PASSAGE EXTRAIT:

..........

Instruments de musique et phonographes sont également très appréciés.
Tous les moyens sont bons pour occuper les hommes. « On joue à tout âge
et en toute saison, on peut dire ici que l’on joue à toute altitude (...)
Avec les longues soirées d’hiver, la monotonie et la tristesse seraient
vite venues, si l’on ne s’ingéniait à varier les plaisirs. Aussi tout y
est passé : loto, dominos, cartes, lecture, concerts, danse enfin (...)
C’est la danse qui a réuni le plus d’amateurs et qui a le mieux résisté
au temps ! »
.
Le poste d’hiver du Camp des Fourches, dans la vallée de
la Tinée, conserve un étonnant témoignage sur le besoin d’évasion que
devaient ressentir les soldats. En effet, un des bâtiments est décoré de
peintures qui illustrent avec humour les occupations des hivernants
.

..........

SECTION DE DONNÉES:
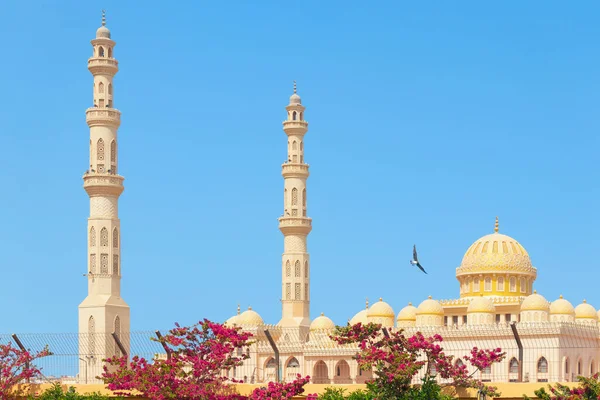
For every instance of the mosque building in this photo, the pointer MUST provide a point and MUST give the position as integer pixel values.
(496, 298)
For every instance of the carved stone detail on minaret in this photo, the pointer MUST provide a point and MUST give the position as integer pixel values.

..........

TÂCHES À RÉALISER:
1/ Dans le passage sur les soldats en poste d'hiver, quel divertissement a rassemblé le plus d'amateurs ?
2/ Veuillez prolonger le passage sur les soldats en poste d'hiver à la suite de sa dernière phrase.
Le matériel est indépendant du passage sur les soldats en poste d'hiver.

RÉPONSES FOURNIES:
1/ La danse, qui a aussi le mieux résisté au temps.

2/
Sur les murs, on découvre des frises présentant des pas d’escalade, des
alpins évoluant en cordée ou à ski. Plusieurs scènes évoquent avec ironie
les mésaventures des apprentis skieurs. Le ton est à une certaine
autodérision. Un chasseur enfoncé dans la neige jusqu’au cou, après avoir
lourdement chuté, est accompagné de la mention « poudreuse 100 % ». A
l’arrière-plan, au-dessus de lui, on devine le téléphérique militaire qui
reliait le hameau du Pras au camp des Fourches et permettait ainsi le
ravitaillement du poste d’hiver. Une autre pièce, faisant probablement
office de foyer, est décorée de scènes montrant des danseuses légèrement
vêtues. Ce type de revue était très à la mode dans l’entre-deux guerres.
Un des tableaux évoque Joséphine BAKER et sa célèbre ceinture de bananes. L’imaginaire
des alpins s’exprime, dans ces lieux isolés, par les thèmes choisis (les
femmes, la revue, la bouteille...), mais aussi par leur quotidien (le ski
et l’alpinisme).
De même, les postes
d’altitude disposent souvent de chiens qui accompagnent les soldats
pendant les reconnaissances et rendent de menus services. Ainsi, H.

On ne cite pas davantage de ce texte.